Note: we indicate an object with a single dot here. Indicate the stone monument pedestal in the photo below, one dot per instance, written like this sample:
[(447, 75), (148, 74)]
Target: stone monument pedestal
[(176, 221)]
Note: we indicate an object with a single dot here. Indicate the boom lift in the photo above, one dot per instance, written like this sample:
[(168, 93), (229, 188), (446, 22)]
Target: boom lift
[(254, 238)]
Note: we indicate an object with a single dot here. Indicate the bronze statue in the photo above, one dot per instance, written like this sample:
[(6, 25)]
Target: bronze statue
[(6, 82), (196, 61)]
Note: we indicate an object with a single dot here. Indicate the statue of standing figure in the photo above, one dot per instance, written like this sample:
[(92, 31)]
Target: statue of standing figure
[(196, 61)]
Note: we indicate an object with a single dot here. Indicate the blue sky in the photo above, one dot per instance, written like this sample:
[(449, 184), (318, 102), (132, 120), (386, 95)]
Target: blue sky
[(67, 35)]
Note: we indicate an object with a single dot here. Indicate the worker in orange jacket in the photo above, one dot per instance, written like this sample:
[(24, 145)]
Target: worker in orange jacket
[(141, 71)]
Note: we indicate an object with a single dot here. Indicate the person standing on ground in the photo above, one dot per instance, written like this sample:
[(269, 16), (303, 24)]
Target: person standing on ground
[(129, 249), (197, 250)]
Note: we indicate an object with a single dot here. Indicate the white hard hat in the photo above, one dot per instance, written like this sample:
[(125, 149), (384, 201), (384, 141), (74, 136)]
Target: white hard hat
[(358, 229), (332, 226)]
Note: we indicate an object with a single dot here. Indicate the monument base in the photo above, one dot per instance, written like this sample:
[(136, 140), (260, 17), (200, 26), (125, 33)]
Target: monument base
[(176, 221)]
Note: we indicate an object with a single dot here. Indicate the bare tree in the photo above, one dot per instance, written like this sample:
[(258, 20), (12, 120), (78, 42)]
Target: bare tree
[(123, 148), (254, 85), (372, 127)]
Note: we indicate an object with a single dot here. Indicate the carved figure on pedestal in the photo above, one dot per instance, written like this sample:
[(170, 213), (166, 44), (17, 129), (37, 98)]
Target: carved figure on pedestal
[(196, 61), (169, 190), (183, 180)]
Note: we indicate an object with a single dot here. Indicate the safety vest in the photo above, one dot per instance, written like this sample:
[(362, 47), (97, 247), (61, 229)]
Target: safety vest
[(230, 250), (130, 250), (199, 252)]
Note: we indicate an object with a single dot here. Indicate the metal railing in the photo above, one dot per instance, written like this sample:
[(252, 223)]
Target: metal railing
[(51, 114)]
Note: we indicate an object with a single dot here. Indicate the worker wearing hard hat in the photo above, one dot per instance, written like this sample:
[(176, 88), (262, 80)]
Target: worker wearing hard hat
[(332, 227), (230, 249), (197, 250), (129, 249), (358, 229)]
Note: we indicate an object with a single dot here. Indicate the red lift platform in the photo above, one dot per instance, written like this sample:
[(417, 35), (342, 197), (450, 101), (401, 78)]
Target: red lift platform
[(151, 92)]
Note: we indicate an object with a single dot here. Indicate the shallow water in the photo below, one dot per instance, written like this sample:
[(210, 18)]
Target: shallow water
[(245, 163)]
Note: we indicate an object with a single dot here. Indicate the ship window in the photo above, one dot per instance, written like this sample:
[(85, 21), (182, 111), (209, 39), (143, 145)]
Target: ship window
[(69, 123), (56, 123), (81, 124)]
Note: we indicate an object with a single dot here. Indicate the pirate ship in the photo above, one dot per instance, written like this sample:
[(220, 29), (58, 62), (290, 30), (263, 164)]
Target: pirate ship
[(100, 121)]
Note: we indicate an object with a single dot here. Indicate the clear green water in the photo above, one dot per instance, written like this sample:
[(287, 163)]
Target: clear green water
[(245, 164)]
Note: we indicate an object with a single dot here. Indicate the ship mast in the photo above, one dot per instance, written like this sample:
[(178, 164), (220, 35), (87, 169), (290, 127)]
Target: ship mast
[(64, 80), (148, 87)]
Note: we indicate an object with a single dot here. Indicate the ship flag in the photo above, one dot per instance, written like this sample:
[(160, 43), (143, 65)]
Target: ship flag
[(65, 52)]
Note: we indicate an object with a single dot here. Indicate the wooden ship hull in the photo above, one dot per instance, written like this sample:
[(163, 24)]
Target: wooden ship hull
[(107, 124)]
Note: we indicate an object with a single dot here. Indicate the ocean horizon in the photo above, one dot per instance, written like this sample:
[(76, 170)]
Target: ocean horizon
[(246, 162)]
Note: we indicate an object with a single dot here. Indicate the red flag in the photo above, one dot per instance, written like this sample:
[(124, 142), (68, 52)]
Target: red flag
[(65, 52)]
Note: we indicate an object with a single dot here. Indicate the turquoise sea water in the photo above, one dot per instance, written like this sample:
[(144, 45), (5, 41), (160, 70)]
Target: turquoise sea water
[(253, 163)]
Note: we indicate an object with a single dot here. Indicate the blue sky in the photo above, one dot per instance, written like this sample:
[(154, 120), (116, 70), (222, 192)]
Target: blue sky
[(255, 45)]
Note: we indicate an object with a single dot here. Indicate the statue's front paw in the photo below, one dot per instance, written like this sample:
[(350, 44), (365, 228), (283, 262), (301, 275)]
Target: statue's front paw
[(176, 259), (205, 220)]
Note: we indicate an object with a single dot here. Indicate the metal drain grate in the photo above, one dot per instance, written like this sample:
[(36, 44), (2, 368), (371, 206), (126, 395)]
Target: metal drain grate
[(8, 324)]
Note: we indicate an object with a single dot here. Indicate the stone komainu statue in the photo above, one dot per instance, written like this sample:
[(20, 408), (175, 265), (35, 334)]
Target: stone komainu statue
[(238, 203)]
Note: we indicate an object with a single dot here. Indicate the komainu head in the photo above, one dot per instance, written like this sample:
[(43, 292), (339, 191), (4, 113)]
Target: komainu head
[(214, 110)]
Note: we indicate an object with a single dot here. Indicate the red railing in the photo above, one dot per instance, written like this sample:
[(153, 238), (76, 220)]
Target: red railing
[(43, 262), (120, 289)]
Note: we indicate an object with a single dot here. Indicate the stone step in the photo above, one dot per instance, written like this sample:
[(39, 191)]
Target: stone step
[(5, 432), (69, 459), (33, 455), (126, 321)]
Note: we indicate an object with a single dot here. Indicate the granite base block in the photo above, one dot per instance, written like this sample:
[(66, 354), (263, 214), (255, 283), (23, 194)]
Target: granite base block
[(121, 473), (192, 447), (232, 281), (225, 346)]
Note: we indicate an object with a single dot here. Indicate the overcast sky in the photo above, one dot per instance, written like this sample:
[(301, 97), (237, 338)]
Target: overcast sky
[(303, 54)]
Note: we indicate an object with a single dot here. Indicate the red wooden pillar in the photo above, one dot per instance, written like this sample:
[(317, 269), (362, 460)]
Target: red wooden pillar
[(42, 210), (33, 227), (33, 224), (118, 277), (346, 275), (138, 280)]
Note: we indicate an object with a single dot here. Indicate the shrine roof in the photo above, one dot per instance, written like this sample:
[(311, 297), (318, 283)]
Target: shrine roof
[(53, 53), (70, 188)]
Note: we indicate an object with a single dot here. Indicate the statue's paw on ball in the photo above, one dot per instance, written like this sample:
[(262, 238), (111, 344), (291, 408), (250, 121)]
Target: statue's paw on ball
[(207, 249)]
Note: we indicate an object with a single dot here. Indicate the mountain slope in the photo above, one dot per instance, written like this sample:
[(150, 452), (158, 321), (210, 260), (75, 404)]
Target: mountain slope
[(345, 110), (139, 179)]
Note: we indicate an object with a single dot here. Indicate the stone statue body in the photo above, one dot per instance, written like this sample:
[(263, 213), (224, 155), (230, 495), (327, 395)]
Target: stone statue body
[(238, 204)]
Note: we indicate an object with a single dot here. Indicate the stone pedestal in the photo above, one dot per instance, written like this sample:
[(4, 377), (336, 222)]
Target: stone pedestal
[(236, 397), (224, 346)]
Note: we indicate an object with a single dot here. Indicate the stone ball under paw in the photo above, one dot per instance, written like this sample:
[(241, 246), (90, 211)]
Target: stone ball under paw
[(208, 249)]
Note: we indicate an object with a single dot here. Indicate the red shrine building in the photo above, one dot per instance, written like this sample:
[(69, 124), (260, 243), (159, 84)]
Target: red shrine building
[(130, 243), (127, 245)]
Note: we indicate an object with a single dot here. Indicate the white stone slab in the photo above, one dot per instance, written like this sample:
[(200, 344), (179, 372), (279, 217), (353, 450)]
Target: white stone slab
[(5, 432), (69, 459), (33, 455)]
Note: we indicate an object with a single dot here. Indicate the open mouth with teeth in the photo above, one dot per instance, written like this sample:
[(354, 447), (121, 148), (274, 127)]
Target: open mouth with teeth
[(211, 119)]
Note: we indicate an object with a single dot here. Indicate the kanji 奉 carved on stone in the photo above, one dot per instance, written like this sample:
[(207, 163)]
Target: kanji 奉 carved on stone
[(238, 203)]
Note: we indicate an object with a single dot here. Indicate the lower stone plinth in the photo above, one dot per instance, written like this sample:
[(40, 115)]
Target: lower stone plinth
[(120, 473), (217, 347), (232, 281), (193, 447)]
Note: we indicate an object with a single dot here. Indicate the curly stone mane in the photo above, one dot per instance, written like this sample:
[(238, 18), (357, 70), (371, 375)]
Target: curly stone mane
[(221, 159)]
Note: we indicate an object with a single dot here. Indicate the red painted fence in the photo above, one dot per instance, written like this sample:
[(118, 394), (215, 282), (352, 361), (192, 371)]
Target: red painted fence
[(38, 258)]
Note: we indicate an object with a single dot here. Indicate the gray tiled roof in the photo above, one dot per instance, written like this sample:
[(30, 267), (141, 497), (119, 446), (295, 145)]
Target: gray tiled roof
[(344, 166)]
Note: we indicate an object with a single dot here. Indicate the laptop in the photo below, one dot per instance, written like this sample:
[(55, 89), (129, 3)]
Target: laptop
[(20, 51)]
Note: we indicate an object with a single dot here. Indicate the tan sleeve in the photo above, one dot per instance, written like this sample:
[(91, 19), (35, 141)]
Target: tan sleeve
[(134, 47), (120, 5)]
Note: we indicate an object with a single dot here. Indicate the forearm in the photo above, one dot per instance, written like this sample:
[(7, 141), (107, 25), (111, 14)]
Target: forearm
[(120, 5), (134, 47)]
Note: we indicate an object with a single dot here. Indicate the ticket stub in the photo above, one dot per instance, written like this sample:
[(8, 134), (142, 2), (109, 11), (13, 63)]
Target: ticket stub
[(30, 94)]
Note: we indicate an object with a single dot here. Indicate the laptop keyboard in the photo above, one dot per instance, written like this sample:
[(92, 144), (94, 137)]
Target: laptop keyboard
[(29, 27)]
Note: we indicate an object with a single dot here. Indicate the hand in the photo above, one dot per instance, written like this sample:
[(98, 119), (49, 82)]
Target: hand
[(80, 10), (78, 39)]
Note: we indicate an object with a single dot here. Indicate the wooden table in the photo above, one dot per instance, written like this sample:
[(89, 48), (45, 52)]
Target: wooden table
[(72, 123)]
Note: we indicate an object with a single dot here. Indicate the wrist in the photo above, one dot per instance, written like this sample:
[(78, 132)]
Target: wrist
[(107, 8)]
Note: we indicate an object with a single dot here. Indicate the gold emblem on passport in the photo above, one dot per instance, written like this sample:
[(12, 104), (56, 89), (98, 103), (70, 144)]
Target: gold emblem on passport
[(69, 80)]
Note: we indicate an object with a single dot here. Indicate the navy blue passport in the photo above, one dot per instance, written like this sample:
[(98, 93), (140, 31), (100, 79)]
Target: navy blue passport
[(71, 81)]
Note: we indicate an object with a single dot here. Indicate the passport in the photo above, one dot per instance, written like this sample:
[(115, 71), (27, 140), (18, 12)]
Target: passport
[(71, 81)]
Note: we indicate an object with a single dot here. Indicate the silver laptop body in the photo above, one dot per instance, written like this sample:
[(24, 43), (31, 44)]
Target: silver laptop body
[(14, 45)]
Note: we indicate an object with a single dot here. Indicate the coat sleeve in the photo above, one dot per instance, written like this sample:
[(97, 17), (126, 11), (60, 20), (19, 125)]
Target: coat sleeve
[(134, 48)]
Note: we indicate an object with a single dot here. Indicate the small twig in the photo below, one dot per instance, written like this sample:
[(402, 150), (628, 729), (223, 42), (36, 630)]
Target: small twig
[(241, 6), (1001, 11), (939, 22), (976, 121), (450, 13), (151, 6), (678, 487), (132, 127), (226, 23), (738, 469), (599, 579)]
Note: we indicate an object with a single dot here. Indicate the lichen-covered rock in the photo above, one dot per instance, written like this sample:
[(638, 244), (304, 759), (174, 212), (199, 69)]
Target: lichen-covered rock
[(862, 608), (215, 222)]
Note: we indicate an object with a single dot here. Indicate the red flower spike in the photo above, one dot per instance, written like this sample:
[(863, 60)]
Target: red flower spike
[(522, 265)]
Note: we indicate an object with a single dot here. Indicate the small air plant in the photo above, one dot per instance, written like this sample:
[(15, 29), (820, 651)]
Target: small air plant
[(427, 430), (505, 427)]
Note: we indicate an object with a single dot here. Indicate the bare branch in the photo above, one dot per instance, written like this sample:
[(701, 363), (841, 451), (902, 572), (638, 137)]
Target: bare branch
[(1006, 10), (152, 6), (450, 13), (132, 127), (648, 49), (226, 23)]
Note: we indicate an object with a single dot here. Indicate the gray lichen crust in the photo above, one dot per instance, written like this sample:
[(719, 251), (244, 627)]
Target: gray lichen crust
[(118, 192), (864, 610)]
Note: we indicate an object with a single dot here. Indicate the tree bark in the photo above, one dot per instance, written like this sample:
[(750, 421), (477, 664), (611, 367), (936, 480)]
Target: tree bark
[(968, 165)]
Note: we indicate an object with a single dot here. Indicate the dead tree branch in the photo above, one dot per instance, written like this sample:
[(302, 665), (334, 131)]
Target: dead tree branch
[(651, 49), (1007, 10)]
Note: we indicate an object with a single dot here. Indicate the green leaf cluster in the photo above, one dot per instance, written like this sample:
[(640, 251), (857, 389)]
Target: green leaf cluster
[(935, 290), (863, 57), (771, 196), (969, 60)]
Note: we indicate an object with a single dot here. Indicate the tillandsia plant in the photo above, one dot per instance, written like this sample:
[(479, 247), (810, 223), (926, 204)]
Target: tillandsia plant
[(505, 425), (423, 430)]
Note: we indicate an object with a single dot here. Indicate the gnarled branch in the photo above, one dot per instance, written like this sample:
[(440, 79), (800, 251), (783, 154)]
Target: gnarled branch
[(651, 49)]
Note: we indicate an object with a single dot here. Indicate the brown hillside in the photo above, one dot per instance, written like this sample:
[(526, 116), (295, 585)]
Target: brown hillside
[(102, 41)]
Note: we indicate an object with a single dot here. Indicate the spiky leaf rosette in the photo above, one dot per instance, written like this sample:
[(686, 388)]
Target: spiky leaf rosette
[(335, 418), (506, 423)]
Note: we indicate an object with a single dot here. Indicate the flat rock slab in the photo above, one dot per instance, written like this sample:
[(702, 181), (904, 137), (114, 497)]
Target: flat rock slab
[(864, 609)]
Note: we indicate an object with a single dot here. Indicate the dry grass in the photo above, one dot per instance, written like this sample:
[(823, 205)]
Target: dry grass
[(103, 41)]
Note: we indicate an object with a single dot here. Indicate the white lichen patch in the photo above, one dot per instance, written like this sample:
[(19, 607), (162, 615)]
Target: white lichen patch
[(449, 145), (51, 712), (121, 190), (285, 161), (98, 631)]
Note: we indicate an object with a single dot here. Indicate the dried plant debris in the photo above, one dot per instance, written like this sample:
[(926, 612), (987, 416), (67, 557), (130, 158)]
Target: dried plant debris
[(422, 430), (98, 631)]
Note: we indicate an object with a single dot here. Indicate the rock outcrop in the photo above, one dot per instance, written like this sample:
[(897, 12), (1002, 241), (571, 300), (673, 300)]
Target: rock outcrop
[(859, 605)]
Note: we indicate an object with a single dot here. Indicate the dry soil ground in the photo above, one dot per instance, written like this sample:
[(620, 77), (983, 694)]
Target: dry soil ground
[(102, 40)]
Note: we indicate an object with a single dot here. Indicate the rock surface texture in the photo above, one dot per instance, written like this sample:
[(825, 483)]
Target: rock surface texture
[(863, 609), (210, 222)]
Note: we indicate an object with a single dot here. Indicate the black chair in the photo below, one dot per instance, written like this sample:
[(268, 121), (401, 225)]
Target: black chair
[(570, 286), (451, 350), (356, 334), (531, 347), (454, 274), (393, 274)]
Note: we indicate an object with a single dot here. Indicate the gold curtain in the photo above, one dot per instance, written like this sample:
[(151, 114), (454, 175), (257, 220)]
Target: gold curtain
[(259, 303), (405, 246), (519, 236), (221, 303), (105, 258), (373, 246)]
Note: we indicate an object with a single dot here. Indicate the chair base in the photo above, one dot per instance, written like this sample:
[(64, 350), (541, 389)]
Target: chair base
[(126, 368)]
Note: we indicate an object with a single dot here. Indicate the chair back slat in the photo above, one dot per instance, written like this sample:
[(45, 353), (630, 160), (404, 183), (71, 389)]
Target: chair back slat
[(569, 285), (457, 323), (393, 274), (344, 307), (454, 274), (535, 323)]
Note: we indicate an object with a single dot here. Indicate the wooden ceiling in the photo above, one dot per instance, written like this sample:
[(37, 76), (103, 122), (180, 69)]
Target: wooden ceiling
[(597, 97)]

[EXERCISE]
Please return only the lines above, starting at the line that has "[(362, 47), (97, 247), (61, 229)]" and ending at the line that has "[(220, 29), (58, 62), (290, 30), (263, 164)]", keeping both and leaving each one unchanged.

[RESPONSE AREA]
[(362, 47), (97, 247), (61, 229)]
Target: safety vest
[(230, 250), (130, 250), (199, 252)]
Note: we indicate an object with a single dot here. Indicate the metal railing in the photo above, one dot per instance, written like this sample:
[(252, 223)]
Target: metal railing
[(51, 114)]
Note: we indicate an object with a single dot here. Indicate the worker wearing hard hat in the photo above, one dot per instance, written like this sample:
[(176, 88), (262, 80)]
Target: worker wearing hard hat
[(332, 227), (230, 249), (197, 250), (129, 249), (358, 229)]
Note: we indicate an object with a single dot here. Indicate the red lift platform in the photo above, one dot per instance, written like this sample:
[(417, 35), (342, 197), (450, 101), (401, 78)]
Target: red lift platform
[(151, 92)]
Note: we indicate an object with a single dot here. Indicate the shallow water in the photo below, one dot per instance, written like this sample:
[(210, 18)]
Target: shallow water
[(245, 163)]
Note: we indicate an object with a single dot here. Indicate the ship window in the photo above, one dot per instance, written like this sample:
[(85, 21), (182, 111), (209, 39), (143, 145)]
Target: ship window
[(69, 123), (56, 123), (81, 124)]
Note: we indicate an object with a single dot here. Indicate the pirate ship in the photo above, one dot per instance, written like this sample:
[(220, 29), (58, 62), (290, 30), (263, 164)]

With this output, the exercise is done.